TASK DATA:
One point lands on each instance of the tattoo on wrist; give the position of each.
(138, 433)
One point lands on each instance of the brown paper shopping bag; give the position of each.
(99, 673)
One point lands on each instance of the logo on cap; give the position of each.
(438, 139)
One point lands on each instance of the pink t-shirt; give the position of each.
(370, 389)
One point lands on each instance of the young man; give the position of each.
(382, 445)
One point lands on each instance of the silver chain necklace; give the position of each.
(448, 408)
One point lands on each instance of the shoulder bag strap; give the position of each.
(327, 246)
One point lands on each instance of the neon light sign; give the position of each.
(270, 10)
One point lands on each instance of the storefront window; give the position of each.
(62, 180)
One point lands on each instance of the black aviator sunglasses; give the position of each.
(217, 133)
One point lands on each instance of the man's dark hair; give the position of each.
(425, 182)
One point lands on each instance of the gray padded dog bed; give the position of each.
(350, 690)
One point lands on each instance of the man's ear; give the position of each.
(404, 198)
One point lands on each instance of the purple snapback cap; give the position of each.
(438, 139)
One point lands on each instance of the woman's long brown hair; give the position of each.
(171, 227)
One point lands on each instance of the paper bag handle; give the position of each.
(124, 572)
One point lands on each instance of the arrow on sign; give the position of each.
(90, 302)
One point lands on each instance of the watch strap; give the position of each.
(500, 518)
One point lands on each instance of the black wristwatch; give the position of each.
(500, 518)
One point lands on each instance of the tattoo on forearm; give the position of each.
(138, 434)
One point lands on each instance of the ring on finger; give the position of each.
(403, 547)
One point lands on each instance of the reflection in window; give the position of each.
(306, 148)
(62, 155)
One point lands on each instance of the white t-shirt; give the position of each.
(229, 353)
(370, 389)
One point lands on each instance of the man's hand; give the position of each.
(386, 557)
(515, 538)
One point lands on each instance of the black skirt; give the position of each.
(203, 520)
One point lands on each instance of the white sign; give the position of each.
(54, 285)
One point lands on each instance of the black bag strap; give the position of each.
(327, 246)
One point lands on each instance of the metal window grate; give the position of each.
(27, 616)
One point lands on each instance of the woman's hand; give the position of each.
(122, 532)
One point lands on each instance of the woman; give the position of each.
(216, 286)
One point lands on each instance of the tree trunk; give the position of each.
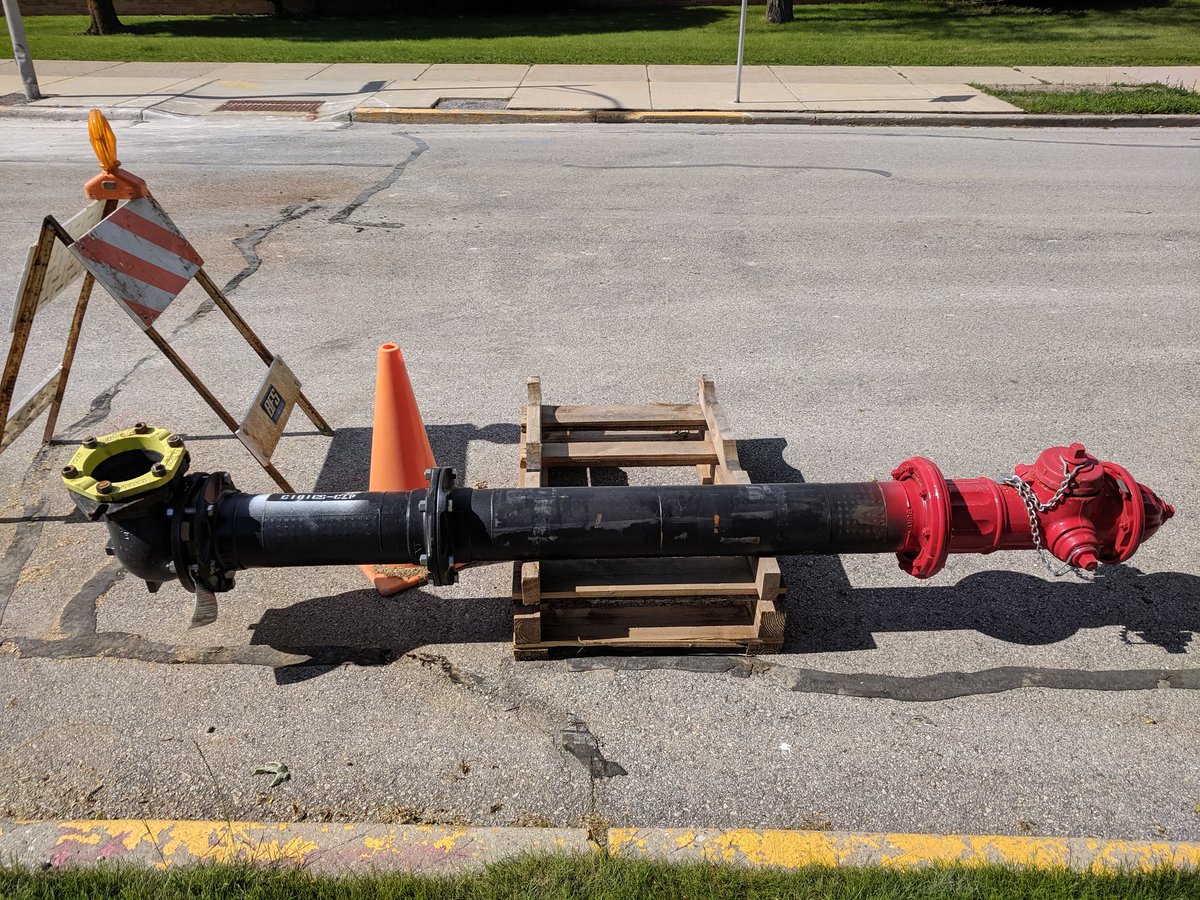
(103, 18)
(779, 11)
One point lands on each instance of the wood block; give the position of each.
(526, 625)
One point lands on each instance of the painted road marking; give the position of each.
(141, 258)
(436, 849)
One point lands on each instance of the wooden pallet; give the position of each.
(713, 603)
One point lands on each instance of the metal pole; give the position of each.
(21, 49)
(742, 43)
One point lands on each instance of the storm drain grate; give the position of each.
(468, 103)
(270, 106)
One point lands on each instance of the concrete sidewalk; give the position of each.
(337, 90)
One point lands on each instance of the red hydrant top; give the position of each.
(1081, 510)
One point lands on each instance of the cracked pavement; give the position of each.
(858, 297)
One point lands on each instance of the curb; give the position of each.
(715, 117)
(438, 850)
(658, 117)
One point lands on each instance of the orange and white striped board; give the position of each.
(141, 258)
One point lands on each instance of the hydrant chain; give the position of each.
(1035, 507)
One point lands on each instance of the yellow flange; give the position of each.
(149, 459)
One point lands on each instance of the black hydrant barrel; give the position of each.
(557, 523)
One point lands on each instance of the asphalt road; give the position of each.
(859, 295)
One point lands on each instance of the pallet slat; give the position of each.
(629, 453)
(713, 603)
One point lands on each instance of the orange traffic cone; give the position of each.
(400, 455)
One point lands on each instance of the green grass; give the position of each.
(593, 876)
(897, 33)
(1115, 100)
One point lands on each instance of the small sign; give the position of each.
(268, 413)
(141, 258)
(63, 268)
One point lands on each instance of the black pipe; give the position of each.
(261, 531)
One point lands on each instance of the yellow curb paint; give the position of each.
...
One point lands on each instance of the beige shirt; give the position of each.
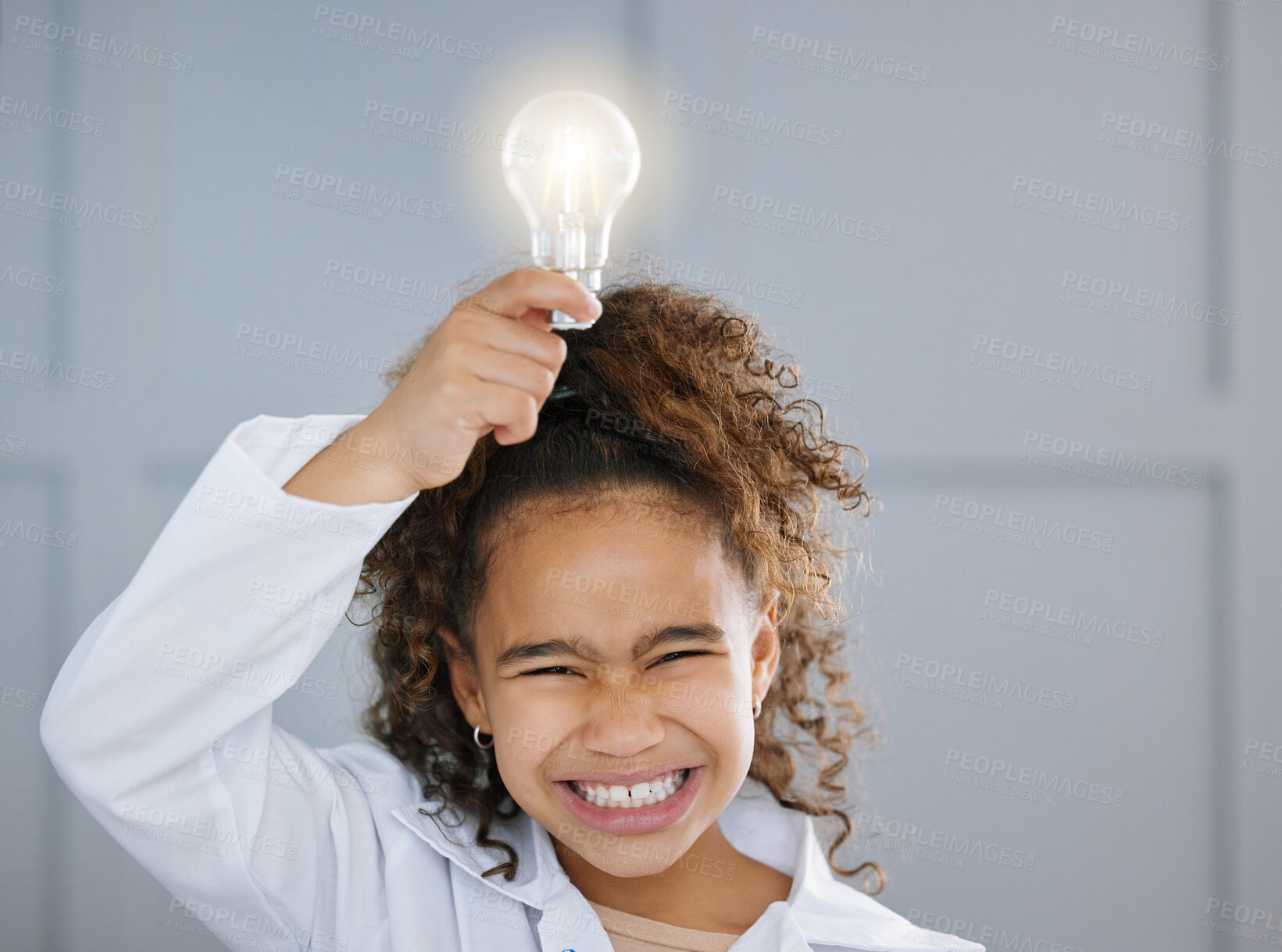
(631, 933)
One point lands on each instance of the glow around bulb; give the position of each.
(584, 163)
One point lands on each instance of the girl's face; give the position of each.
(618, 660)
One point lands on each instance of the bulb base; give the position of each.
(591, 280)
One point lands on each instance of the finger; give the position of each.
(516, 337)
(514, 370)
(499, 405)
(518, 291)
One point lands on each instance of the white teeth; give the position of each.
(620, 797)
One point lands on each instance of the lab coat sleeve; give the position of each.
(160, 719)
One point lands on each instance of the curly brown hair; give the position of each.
--
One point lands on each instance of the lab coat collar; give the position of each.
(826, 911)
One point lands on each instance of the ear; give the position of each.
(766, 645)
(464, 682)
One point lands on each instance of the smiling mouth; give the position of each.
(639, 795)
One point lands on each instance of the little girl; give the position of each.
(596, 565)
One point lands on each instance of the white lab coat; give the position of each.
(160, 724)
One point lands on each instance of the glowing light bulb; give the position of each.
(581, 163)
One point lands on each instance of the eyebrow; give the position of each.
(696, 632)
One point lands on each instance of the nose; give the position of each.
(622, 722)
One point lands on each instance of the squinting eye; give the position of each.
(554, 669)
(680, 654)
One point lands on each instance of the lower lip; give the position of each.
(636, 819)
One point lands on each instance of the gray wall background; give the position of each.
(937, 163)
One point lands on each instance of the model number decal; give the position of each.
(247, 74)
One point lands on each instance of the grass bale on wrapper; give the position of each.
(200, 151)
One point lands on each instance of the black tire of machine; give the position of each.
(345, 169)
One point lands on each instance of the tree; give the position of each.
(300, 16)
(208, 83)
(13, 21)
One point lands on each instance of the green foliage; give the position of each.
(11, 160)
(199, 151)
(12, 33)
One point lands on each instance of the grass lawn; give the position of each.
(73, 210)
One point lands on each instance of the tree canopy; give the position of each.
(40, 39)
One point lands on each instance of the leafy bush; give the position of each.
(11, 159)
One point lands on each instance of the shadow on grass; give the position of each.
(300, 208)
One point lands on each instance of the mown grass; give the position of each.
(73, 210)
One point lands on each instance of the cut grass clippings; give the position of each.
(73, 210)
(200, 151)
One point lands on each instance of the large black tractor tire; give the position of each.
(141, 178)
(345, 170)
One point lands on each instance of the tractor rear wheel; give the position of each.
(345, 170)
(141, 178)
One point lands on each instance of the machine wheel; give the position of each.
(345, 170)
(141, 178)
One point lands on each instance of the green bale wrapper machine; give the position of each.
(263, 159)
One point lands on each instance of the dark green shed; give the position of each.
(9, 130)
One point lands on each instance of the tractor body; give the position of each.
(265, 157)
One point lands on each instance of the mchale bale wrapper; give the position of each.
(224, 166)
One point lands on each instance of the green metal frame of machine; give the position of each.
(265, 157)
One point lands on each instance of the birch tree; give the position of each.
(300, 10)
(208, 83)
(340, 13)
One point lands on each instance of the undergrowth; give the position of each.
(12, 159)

WHAT YOU ARE ASKED TO DO: Quote the data above word for word, from the line containing "One point lands on each instance of the bulb" through the line containing "One point lands on each instance of the curly", both of those lines included.

SOLUTION FOR THIS EXERCISE:
One point lands on each instance of the bulb base; give the position of each.
(591, 280)
One point lands on each instance of the finger; give the position of each.
(516, 337)
(514, 370)
(499, 405)
(518, 291)
One point lands on each instance of the white teeth; give the position of each.
(620, 797)
One point lands on each instance of the lab coat sleeve; give the position of each.
(160, 719)
One point lands on each instance of the curly brown hair; give the position of each.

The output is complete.